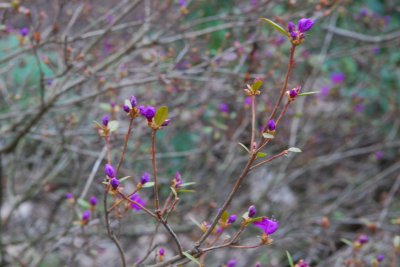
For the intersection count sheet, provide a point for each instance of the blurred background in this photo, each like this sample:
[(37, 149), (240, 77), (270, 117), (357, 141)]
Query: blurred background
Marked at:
[(64, 64)]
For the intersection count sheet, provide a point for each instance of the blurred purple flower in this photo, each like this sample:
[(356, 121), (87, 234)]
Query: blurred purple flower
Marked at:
[(24, 31), (252, 211), (305, 24), (137, 199), (380, 258), (224, 108), (231, 263), (114, 182), (86, 216), (363, 239), (145, 178), (337, 77), (110, 171), (105, 120), (271, 126), (379, 155), (93, 201), (268, 226), (359, 108), (232, 218), (148, 112), (126, 108)]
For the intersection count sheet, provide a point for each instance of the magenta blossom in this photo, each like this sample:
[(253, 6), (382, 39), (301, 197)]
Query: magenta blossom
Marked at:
[(268, 226), (337, 77), (137, 199)]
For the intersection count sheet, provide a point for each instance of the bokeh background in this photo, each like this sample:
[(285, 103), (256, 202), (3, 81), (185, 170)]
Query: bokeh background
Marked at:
[(64, 64)]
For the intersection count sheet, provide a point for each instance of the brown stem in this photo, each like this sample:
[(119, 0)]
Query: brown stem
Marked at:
[(284, 87), (153, 162), (227, 201), (125, 144)]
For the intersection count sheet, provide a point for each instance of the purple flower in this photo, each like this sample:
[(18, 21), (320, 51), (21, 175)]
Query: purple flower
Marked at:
[(106, 120), (252, 211), (148, 112), (145, 178), (137, 199), (293, 93), (224, 108), (133, 101), (166, 123), (24, 31), (268, 226), (291, 27), (126, 108), (305, 25), (93, 201), (271, 125), (110, 171), (231, 263), (232, 219), (114, 182), (337, 77), (363, 239), (86, 216)]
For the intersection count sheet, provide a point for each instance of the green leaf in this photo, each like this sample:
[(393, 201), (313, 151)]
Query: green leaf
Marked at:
[(161, 115), (308, 93), (294, 149), (190, 257), (255, 86), (148, 184), (290, 260), (113, 126), (187, 184), (174, 192), (124, 178), (261, 154), (83, 203), (225, 216), (244, 147), (195, 222), (268, 136), (347, 242), (276, 27)]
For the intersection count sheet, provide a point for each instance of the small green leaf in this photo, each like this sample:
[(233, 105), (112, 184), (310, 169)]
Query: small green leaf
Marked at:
[(174, 192), (308, 93), (225, 216), (124, 178), (148, 184), (276, 27), (113, 126), (268, 136), (83, 203), (290, 260), (190, 257), (195, 222), (244, 147), (255, 86), (161, 115), (261, 154), (347, 242), (294, 149)]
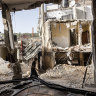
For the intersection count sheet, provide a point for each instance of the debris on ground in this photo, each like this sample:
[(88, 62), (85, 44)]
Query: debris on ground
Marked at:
[(68, 75)]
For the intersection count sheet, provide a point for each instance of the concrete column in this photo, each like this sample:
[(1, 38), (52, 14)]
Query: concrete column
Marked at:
[(94, 37), (8, 31), (9, 42), (79, 34)]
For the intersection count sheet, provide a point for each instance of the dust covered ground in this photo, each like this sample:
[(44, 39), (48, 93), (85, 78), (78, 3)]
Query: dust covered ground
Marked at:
[(63, 74), (68, 75)]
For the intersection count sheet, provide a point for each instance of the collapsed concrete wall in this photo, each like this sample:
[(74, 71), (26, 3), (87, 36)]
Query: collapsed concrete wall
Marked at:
[(62, 35)]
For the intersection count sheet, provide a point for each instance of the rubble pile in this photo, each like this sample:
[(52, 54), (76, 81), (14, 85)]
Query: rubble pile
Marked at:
[(68, 75)]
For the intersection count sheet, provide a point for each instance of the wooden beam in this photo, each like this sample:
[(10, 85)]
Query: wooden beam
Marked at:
[(94, 37)]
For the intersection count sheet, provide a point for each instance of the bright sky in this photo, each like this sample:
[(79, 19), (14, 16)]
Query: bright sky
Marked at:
[(23, 21)]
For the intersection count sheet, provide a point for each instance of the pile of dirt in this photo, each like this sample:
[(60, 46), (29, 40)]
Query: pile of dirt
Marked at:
[(68, 75)]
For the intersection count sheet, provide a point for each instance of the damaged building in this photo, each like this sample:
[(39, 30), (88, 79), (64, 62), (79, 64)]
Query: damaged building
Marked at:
[(66, 35), (61, 58)]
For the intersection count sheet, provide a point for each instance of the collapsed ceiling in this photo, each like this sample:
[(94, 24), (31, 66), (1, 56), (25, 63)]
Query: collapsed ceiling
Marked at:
[(26, 4)]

INSTRUCTIONS TO FOLLOW —
Please return the records above exactly as written, dropping every picture.

ANSWER —
For the intersection count sheet, provide a point for each instance of the blurred background in this photo, each like this sample:
[(37, 149), (240, 77), (270, 117), (357, 141)]
Query: blurred background
Marked at:
[(64, 64)]
For the intersection count sheet, provide a point for each instance of the blurred purple flower in this photo, each like this sample:
[(356, 121), (87, 234)]
Query: blurred purple flower
Marked at:
[(24, 31), (252, 211), (305, 24), (137, 199), (380, 258), (224, 108), (231, 263), (114, 182), (86, 216), (363, 239), (145, 178), (337, 77), (110, 171), (105, 120), (271, 126), (379, 155), (93, 201), (268, 226), (359, 108), (232, 218), (148, 112), (126, 108)]
For the intersection count sheet, provide a point for each instance of the magenta blossom in this photo, each like this sample:
[(253, 6), (382, 39), (301, 197)]
Query: magenta blossom
Marked at:
[(268, 226), (337, 77), (137, 199)]
For the intersection count sheet, provide a point for each instance of the bokeh background in this photo, each like this sample:
[(285, 103), (256, 202), (3, 81), (185, 170)]
Query: bokeh background
Marked at:
[(64, 64)]
For the intersection count sheet, provide a point for each instance of the brown stem in this photo, each like this sample:
[(119, 0)]
Query: brown stem
Marked at:
[(284, 87), (153, 162), (227, 201), (125, 144)]
For the intersection count sheet, provide a point for each instance of the purple flower in this photo, each like this sample:
[(18, 21), (320, 51), (21, 175)]
Query: purple flower
Marked at:
[(106, 120), (252, 211), (148, 112), (145, 178), (137, 199), (293, 93), (224, 108), (133, 101), (166, 123), (24, 31), (268, 226), (291, 27), (126, 108), (305, 25), (93, 201), (271, 125), (110, 171), (231, 263), (232, 219), (114, 182), (337, 77), (363, 239), (86, 216)]
For the intersection count sheet, provide a point for each instance of the green leaf in this photo, each like this sample:
[(393, 201), (313, 151)]
Query: green leaf
Marked at:
[(161, 115), (308, 93), (294, 149), (190, 257), (255, 86), (148, 184), (290, 260), (113, 126), (187, 184), (174, 192), (124, 178), (261, 154), (83, 203), (225, 216), (244, 147), (195, 222), (268, 136), (347, 242), (276, 27)]
For the intersection count sheet, provide a point for each instance of the small green leaf in this photo, each like this sample:
[(233, 105), (112, 184), (310, 169)]
Query: small green leaf
Marked at:
[(174, 192), (308, 93), (225, 216), (124, 178), (148, 184), (276, 27), (113, 126), (268, 136), (83, 203), (290, 260), (190, 257), (195, 222), (244, 147), (255, 86), (161, 115), (261, 154), (347, 242), (294, 149)]
For the intersection count sheet, provide a point for each instance of the debris on ground in this photo, each like this sample:
[(88, 62), (85, 44)]
Query: debris on ground
Marked at:
[(68, 75)]
For the intersection count sheet, provide a point for each instance of the concrete column in this photo, each like this sample:
[(1, 38), (52, 14)]
Query: concrete column
Marked at:
[(94, 37), (8, 31), (9, 42), (79, 34)]
For the intersection count sheet, provide a point for each instance of the dust covered ground in this photo, each like this sample:
[(44, 39), (48, 93), (85, 78), (78, 3)]
Query: dust covered ground
Marked at:
[(63, 74), (68, 75)]
For the intersection count sheet, provide a point for each instance of the collapsed concrete wall in this photo, each like this sample:
[(74, 71), (26, 3), (87, 36)]
Query: collapsed concrete wall
Marked at:
[(62, 35)]
For the intersection count sheet, provide a point for each instance of the rubble pile in this photo, each like this sample:
[(52, 54), (76, 81), (14, 85)]
Query: rubble pile
Marked at:
[(68, 75)]
For the intersection count sheet, provide a point for each instance of the wooden beam in this photo, each like this sample:
[(10, 85)]
Query: wooden beam
Marked at:
[(94, 37)]
For the intersection count sheet, provide a point for each instance of the bright sky in this photo, each like this sample:
[(79, 19), (14, 16)]
Query: bright sky
Marked at:
[(23, 21)]
For the intersection count sheet, provide a point for each instance of the pile of dirt in this photo, each like this sample:
[(60, 46), (29, 40)]
Query: pile of dirt
Marked at:
[(68, 75)]
For the intersection count sheet, provide a point for each instance of the damaged building in this photo, each like this sample:
[(39, 30), (88, 79), (64, 62), (79, 64)]
Query: damaged building
Marked at:
[(66, 35), (61, 58)]
For the intersection count sheet, provide a point for each instance of the collapsed ceiling in this photo, each like this sample:
[(94, 24), (31, 66), (1, 56), (25, 63)]
Query: collapsed ceiling
Marked at:
[(26, 4)]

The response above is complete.